▶ **Tarea práctica**
Transcribe sin cambios el fragmento del texto sobre la revuelta de octubre de 1934 que va desde "Pero, para políticos" hasta "ahora querían derrocar.", ambos incluidos.

▶ **Bloque de texto**
Pero, para políticos de izquierdas que habían saboreado el poder en el primer bieno, incluso esto resultó intolerable, e inmediatamente empezaron a movilizarse para llevar a cabo un levantamiento armado que pusiera las cosas en su sitio. Especial protagonismo en esta sublevación tuvieron los líderes del PSOE Indalecio Prieto y Largo Caballero, quienes habían ocupado y ocuparían cargos importantes en el Gobierno de la República que ahora querían derrocar.
Los focos principales de la revuelta armada orquestada contra el régimen democrático republicano en octubre de 1934 fueron Madrid, Cataluña y Asturias, siendo esta última la región de mayor virulencia. Veinte mil sublevados se levantaron en armas y tomaron los principales municipios y cuarteles de la Guardia Civil, en algunos como Olloniego y Vega del Rey provocando auténticas batallas campales. Ocho mil milicianos tomaron Oviedo armados con cantidades ingentes de dinamita, y se apoderaron de baluartes emblemáticos como la Universidad, el Banco Asturiano, o la Estación del Norte, ocuparon fábricas y hospitales, se apoderaron de alimentos, ejecutaron a sacerdotes, hombres de negocios y agentes del orden, y volaron la monumental Catedral, joya del gótico declarada Patrimonio de la Humanidad.
Después de unos días de extrema violencia, la ciudad presentaba un aspecto desolador, con muchos edificios derruidos, sin electricidad ni agua corriente. El ejército sofocó la rebelión el 20 de octubre, pero esta se había cobrado al menos mil vidas (cuatro mil para algunos autores), y había desatado los odios mutuos que desencadenarían la guerra civil y sus funestas consecuencias.

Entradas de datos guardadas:
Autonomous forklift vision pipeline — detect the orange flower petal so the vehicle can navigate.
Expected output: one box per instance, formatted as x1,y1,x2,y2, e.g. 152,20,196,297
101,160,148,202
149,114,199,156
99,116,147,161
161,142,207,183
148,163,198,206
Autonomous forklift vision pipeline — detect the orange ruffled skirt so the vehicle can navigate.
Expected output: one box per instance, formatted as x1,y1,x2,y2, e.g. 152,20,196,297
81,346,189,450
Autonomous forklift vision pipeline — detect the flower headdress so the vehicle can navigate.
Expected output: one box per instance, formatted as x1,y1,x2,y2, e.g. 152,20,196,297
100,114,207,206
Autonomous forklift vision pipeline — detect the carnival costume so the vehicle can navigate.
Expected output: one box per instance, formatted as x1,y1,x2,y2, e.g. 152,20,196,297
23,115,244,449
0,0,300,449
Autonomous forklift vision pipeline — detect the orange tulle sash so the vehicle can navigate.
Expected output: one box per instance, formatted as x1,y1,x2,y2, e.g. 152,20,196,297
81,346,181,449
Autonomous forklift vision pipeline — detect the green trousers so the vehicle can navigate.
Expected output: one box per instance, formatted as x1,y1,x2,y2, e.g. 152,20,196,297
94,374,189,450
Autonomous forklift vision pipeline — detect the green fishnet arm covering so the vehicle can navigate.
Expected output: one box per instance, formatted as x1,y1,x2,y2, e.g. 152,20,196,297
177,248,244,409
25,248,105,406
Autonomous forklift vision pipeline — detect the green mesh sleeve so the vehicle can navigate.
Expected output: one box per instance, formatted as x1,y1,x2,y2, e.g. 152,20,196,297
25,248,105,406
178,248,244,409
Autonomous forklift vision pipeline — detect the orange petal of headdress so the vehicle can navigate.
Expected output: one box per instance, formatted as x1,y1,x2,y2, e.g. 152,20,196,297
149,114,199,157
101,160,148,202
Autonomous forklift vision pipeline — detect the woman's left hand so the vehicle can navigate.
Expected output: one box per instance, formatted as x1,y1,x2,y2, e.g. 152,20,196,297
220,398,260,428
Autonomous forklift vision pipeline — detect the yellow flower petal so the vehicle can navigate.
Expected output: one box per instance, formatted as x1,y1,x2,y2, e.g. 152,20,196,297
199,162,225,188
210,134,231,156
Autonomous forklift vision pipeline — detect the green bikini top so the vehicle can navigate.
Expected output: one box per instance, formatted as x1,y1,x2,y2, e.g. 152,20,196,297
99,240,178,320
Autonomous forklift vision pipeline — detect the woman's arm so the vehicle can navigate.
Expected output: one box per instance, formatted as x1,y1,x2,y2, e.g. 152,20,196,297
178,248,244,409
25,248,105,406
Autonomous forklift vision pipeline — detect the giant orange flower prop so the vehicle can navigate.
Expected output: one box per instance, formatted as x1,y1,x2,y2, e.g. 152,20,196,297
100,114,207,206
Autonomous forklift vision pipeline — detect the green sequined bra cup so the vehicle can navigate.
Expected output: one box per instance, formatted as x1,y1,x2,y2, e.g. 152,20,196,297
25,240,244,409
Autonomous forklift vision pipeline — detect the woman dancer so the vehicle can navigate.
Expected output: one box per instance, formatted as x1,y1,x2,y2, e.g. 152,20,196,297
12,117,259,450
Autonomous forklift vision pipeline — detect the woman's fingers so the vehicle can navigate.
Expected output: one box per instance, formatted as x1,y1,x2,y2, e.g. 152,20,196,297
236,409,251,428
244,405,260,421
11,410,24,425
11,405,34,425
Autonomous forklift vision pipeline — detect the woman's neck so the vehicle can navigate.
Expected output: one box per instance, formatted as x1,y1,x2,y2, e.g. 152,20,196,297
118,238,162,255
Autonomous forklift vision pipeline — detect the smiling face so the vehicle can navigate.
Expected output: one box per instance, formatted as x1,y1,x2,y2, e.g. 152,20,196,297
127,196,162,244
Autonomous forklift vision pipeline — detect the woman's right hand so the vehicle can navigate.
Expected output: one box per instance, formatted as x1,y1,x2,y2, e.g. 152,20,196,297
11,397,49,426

▶ **Resultado del ejercicio**
Pero, para políticos de izquierdas que habían saboreado el poder en el primer bieno, incluso esto resultó intolerable, e inmediatamente empezaron a movilizarse para llevar a cabo un levantamiento armado que pusiera las cosas en su sitio. Especial protagonismo en esta sublevación tuvieron los líderes del PSOE Indalecio Prieto y Largo Caballero, quienes habían ocupado y ocuparían cargos importantes en el Gobierno de la República que ahora querían derrocar.